Problem details →
Print the data that follows again, keeping every line exact.

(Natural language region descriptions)
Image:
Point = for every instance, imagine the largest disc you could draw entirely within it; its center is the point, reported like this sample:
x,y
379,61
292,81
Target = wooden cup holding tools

Solved exercise →
Image:
Point = for every instance, imagine the largest disc you could draw entirely within it; its center is the point, reported like this sample:
x,y
379,61
292,81
Target = wooden cup holding tools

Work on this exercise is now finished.